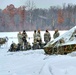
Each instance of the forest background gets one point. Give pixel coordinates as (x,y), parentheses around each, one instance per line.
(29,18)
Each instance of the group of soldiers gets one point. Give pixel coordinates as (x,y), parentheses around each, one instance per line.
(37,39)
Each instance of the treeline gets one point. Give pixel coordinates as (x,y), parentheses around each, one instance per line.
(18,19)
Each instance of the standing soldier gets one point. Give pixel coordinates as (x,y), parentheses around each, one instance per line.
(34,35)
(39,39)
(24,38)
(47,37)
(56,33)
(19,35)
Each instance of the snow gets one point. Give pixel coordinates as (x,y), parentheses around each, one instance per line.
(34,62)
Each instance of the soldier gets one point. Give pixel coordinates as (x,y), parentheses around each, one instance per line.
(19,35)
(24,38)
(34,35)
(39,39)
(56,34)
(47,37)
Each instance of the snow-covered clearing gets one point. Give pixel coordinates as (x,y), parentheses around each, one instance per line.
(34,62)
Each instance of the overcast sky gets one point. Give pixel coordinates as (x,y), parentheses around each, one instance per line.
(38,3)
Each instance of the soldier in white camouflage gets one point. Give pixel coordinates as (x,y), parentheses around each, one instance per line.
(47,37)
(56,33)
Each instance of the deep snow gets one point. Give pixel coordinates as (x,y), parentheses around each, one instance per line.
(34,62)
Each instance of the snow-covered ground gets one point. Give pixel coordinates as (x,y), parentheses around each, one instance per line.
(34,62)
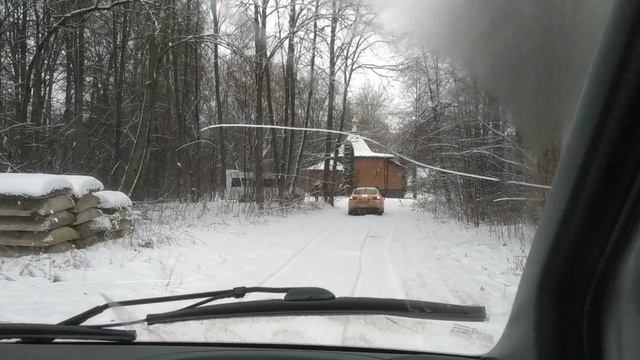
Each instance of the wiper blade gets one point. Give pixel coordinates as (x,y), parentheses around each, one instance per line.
------------------------------------------------
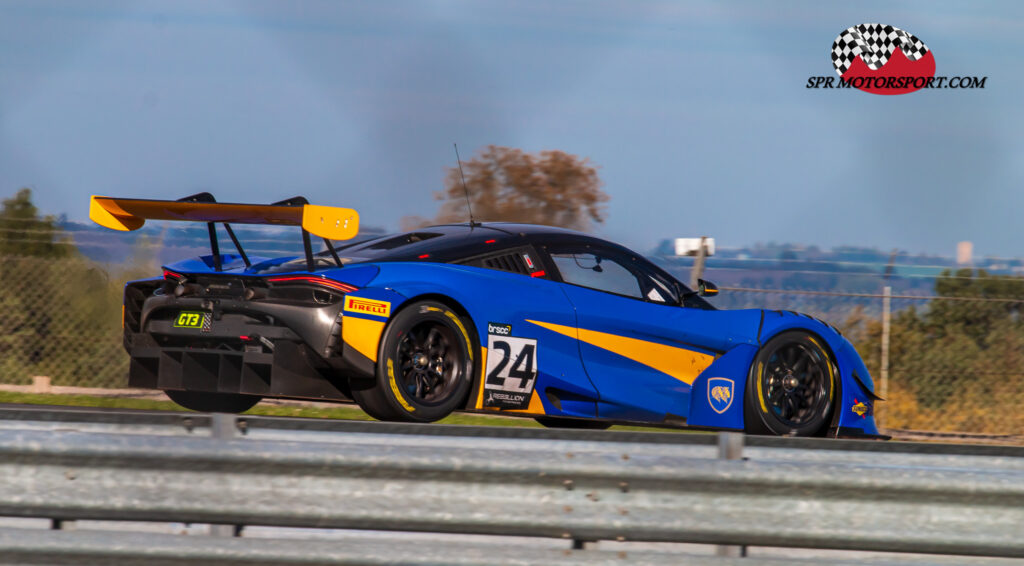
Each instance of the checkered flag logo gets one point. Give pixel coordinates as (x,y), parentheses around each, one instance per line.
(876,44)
------------------------------------------------
◆ The task ◆
How many lines in the material above contain the string "snow"? Reply with the count alone.

◆ Answer in full ◆
4